PROMPT 1
In the bug report life cycle text, what state is a bug in by default when it is first encountered?
PROMPT 2
Set down the passage of the bug report life cycle text starting with "The bug life" and going on through "resolve the problem.", word for word.
PROMPT 3
Carry the bug report life cycle text further from the point where it stops, adding the stages that follow Fixed.

Bug Report Life Cycle
Bug Report Life Cycle

The life cycle of the bug report begins when a bug is discovered and logged by a tester and ends when it is closed after exhaustive verification. Software life cycle is directly related to the bug detected during testing. A bug is assigned different statuses throughout its entire life cycle.

 

The bug life cycle involves the following stages and can be in one of the states:

 

  • New: When a bug is encountered for the first time, it is in a new state by default
  • Assigned: Once the bug has been logged by the tester, the senior management confirms the presence of the defect and makes the developer, a member of the development team, have the responsibility for it. Its state is made as Assigned.
  • Open: The developer commits to the bug, is investigating it and attempting to resolve the problem.
  • Fixed: After the developer has modified the code and fixed the bug, its state is marked as Fixed, and it can be sent to the software development quality assurance team for re-looking and re-testing.

MATERIAL SHOWN
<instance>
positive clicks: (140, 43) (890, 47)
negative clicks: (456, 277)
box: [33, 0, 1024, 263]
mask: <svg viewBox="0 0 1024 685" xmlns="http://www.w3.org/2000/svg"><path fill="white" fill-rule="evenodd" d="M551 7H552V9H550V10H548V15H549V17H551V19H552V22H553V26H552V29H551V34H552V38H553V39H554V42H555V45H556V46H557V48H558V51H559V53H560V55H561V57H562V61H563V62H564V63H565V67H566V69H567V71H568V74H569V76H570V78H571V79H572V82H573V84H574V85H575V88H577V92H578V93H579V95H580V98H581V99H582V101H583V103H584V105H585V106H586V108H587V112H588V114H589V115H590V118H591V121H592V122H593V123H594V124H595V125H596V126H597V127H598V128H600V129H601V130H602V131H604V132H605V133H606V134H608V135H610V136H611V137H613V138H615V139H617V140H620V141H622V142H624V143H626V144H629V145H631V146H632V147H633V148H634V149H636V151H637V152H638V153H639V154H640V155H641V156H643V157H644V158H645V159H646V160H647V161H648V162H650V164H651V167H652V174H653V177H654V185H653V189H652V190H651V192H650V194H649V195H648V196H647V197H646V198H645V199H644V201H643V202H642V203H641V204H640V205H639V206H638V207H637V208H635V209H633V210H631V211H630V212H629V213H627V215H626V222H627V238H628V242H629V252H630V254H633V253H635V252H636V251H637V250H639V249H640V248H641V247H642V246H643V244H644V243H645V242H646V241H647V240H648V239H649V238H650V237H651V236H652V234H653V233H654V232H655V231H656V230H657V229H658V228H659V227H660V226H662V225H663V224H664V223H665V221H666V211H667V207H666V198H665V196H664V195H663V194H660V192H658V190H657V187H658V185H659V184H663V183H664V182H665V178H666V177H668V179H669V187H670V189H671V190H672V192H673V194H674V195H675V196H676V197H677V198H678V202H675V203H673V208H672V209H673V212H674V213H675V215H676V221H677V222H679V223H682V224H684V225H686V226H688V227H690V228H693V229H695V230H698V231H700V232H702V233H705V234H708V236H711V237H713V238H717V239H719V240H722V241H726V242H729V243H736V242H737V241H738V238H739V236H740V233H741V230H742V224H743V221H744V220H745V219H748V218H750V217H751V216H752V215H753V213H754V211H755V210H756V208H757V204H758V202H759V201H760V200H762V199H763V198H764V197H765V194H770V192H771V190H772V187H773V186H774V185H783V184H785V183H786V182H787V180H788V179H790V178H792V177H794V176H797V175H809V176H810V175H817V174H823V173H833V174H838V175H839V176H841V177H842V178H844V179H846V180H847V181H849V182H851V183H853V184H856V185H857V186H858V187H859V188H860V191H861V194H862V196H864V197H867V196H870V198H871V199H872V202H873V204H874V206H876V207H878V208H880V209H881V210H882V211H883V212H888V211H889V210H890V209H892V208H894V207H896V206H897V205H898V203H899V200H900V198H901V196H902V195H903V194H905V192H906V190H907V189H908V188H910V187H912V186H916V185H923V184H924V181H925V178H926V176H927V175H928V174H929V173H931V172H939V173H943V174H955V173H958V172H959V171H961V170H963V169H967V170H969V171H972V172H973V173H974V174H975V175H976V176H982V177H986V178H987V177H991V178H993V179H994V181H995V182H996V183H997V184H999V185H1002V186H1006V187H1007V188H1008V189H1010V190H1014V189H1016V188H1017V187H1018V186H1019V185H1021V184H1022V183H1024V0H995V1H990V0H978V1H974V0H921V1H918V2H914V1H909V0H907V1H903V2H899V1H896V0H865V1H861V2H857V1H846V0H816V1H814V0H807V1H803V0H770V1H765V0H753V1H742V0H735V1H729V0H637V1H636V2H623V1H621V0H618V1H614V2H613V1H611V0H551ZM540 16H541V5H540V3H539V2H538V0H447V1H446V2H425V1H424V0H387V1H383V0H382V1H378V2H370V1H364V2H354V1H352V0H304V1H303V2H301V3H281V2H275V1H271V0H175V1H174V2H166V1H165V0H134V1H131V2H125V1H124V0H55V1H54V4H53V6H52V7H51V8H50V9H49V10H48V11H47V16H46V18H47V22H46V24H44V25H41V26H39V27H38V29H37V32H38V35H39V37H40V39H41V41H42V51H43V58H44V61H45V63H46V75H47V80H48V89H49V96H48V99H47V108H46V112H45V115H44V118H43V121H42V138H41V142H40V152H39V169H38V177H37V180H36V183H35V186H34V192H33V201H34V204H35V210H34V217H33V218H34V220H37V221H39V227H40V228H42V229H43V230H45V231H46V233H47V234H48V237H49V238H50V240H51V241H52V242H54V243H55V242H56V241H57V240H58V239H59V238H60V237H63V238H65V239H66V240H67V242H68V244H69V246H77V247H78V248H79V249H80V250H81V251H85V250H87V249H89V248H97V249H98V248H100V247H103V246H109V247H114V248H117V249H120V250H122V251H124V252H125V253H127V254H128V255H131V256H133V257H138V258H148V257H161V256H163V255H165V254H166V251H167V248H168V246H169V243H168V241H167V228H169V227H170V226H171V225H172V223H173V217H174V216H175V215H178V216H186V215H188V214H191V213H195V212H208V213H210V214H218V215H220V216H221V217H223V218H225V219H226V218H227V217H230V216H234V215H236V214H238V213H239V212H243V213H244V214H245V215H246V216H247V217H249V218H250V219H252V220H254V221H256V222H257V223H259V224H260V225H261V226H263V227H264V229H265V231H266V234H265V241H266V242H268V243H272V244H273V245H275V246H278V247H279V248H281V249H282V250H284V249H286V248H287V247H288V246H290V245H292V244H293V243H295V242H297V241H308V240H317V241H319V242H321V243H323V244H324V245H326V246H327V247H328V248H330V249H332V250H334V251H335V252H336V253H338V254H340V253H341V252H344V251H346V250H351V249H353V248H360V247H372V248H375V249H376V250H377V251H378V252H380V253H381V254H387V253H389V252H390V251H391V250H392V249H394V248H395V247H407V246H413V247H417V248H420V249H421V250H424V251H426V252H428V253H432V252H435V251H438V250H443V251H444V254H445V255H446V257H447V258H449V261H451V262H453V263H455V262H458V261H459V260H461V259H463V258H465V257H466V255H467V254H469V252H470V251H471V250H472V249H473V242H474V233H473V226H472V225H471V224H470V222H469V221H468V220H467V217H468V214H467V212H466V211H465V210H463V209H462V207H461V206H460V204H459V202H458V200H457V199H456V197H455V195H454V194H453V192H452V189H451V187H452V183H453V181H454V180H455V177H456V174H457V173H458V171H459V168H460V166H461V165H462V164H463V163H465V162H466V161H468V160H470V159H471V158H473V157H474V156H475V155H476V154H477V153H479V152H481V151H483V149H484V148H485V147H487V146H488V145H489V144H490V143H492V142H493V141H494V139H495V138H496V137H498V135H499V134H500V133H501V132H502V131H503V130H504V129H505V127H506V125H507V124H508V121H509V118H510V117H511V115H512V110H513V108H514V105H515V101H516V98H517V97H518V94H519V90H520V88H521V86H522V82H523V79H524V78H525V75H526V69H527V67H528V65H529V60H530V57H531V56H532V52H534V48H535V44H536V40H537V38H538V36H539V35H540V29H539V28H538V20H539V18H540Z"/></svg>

ANSWER BOX 1
New

ANSWER BOX 2
The bug life cycle involves the following stages and can be in one of the states:

 

  • New: When a bug is encountered for the first time, it is in a new state by default
  • Assigned: Once the bug has been logged by the tester, the senior management confirms the presence of the defect and makes the developer, a member of the development team, have the responsibility for it. Its state is made as Assigned.
  • Open: The developer commits to the bug, is investigating it and attempting to resolve the problem.

ANSWER BOX 3
  • Pending Retest: The bug is returned to the testing team to be retested and its status will remains as Pending Retest.
  • Retest: The testers verify the changes made by the developers and re-test them.
  • Verified: The bug has been tested with the latest software build and after making sure that the product is working appropriately the tester confirms the bug as fixed. Then the tester moves the bug to “Verified” status.
  • Reopen: In case if the bug still exists after the fix made by the developer, its state is changed to “Reopen”, and the bug goes through the same stage of the life cycle.
  • Closed: As soon as the developer repairs the bug, the product is sent to the testers for re-testing. If the tester is about to close the bug after retesting it or finding it as duplicate he changes the bug’s status to “Closed.” Now the bug is fixed and logged as a bug.
  • Duplicate: In case if the bug is reporting a behavior that already described by an open bug or a similar bug has been raised before, then one bug’s status is marked as “Duplicate”.
  • Rejected: When the developer thinks that it is not a bug, he rejects it. Then the bug’s state is altered to “Rejected”.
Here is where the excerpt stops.